* **TEXT EXTRACT**:
————

Random goings-on in life

I really haven’t blogged much in the last twelve months. There have been times I have bookmarked some stuff to comment on but by the time I have decided to blog about it the moment or issue has passed.

Anyway at the moment my head is a mixup of random comments and thoughts about lots of things going on, so I thought I would just post them all down in one random blog post to get it out there:

  • When was the last weekend in Sydney that it didn’t rain! I’ve just got home from a walk and I am soaked.
  • I have started writing up my thesis and will hopefully be completed mid year. At this stage I have just cracked through 16,000 words and 70+ pages which is now the longest document I have ever written. I am sure I will come back later in the year and laugh at celebrating 16,000 words but right now it is a small win.
  • The first race of this year’s V8 Supercar season kicks off this afternoon. I am pretty happy that Shane van Gisbergen is on pole. With the new manufacturers in the game my loyalty is Holden, Ford, Mercedes, Nissan. I think the new merc looks and sounds amazing, but I bleed red and won’t openly cheer for anything but Holden.
  • I am currently reading the book Losing the head of Philip K. Dick. which is about android-like robots. It is a rather interesting read, however, I am getting both humour and frustration out of the portrayal of artificial intelligence, engineers and scientists in the book as it is written by a psychology perspective.

————

* **EXCERPTED DATA**:
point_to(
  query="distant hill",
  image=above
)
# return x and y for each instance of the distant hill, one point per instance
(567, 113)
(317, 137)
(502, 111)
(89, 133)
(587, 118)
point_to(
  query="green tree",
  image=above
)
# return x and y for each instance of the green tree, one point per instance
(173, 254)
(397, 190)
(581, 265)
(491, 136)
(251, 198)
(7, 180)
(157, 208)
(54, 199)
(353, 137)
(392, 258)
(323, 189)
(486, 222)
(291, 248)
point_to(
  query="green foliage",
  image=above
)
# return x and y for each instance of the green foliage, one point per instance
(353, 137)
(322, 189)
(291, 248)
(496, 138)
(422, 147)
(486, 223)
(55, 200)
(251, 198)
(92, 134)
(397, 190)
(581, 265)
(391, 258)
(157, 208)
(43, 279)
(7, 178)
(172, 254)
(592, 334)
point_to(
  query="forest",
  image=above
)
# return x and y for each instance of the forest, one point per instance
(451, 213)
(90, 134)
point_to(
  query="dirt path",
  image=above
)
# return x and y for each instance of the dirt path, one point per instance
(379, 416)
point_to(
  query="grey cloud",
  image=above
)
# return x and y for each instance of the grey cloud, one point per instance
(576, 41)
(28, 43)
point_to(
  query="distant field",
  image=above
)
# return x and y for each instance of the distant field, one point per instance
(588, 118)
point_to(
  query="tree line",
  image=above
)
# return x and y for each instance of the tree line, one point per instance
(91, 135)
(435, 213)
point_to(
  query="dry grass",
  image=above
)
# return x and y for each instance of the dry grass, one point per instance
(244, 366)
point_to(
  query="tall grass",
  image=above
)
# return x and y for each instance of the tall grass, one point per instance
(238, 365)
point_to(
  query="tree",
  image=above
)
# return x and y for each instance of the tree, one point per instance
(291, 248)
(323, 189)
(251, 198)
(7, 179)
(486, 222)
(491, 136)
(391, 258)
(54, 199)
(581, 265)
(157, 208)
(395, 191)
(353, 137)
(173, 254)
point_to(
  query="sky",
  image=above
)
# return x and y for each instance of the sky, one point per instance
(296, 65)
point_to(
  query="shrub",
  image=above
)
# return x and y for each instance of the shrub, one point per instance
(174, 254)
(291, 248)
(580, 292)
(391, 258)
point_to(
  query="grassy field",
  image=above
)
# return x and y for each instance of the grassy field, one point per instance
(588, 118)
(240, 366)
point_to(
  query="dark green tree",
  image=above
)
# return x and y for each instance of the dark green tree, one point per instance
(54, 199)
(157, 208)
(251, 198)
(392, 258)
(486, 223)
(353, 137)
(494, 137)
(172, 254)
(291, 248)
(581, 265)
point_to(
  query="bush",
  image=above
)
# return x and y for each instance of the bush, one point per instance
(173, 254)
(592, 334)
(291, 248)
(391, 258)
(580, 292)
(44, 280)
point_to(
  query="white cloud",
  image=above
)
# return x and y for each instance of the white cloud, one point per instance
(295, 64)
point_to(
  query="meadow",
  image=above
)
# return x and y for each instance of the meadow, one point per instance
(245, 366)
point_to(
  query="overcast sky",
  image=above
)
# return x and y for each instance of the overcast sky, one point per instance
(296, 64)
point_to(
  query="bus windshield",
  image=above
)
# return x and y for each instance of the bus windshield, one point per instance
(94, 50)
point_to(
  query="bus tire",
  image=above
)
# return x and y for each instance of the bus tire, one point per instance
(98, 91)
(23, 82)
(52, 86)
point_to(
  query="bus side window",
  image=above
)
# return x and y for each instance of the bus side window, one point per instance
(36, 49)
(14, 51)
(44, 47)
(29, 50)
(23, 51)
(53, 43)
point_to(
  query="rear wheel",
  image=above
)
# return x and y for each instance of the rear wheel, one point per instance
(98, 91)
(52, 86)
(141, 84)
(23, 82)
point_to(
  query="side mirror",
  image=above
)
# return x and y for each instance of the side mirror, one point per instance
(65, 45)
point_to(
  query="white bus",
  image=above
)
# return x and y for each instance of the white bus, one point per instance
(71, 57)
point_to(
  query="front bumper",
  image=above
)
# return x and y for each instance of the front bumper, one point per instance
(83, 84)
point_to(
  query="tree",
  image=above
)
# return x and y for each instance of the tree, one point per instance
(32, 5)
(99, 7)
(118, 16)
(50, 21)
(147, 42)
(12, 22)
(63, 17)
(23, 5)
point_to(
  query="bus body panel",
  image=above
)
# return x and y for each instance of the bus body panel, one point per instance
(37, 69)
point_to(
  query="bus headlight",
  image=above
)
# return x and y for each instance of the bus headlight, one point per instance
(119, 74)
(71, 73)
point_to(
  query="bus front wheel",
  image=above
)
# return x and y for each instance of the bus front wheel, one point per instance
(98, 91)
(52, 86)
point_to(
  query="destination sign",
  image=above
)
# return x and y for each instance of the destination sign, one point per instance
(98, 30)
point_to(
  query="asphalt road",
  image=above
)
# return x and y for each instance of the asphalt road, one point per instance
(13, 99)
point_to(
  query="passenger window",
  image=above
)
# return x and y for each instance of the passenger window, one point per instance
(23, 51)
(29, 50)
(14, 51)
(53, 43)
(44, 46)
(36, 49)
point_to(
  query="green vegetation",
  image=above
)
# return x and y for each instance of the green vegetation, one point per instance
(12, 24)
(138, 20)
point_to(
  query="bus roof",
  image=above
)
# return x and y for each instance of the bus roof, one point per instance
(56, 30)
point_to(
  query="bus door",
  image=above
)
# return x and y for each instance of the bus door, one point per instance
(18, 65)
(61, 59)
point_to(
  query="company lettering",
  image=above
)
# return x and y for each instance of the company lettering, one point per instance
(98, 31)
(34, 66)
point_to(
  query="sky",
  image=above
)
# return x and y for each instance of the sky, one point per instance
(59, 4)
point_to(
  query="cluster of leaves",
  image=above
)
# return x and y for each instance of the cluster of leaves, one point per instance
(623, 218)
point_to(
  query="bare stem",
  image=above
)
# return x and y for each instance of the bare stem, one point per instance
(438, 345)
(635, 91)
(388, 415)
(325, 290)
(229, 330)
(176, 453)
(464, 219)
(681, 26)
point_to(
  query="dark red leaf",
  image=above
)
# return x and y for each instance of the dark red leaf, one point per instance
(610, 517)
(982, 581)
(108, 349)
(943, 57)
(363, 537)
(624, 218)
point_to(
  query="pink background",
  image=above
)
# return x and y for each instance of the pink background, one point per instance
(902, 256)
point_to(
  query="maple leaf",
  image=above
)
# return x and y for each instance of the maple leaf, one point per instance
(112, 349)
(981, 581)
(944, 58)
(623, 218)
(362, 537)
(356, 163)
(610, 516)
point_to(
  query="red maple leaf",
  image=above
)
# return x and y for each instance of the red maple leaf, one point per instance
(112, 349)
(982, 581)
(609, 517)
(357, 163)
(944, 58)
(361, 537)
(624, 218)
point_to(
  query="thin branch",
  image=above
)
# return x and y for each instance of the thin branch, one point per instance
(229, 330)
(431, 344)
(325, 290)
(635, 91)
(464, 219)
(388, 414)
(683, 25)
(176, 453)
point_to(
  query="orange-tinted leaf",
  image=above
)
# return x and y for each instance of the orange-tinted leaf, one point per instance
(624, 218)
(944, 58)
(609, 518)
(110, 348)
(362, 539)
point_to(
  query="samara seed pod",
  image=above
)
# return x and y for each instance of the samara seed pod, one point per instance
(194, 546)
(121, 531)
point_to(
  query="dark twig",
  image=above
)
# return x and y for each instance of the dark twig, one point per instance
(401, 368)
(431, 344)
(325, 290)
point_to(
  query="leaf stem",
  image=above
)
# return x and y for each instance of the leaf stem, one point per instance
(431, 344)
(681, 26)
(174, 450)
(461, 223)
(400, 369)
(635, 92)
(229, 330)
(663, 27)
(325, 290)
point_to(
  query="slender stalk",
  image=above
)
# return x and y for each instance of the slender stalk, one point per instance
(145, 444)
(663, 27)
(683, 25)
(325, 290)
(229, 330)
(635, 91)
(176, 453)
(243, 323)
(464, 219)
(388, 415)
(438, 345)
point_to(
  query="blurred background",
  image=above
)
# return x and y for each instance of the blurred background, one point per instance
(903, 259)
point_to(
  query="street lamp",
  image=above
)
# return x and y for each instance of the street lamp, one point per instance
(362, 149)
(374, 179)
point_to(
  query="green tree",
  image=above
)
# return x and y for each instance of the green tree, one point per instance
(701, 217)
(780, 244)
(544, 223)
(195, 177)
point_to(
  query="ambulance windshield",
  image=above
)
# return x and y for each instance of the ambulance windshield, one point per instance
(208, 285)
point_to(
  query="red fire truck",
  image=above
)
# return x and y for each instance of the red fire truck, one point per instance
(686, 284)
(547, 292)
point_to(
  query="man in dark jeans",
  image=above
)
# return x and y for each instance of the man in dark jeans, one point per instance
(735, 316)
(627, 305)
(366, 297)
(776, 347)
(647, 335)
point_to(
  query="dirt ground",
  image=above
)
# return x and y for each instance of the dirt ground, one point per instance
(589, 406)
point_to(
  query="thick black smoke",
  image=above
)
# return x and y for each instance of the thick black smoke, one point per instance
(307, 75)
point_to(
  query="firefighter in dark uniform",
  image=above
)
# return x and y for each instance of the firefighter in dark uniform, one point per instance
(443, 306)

————

* **REQUIRED TASKS**:
[A] In the blog post, which car manufacturers are listed in order of loyalty?
[B] Print the part of the blog post starting at "I really haven’t" and ending at "a small win.".

* **EXERCISE ANSWERS**:
[A] Holden, Ford, Mercedes, Nissan

[B]
I really haven’t blogged much in the last twelve months. There have been times I have bookmarked some stuff to comment on but by the time I have decided to blog about it the moment or issue has passed.

Anyway at the moment my head is a mixup of random comments and thoughts about lots of things going on, so I thought I would just post them all down in one random blog post to get it out there:

  • When was the last weekend in Sydney that it didn’t rain! I’ve just got home from a walk and I am soaked.
  • I have started writing up my thesis and will hopefully be completed mid year. At this stage I have just cracked through 16,000 words and 70+ pages which is now the longest document I have ever written. I am sure I will come back later in the year and laugh at celebrating 16,000 words but right now it is a small win.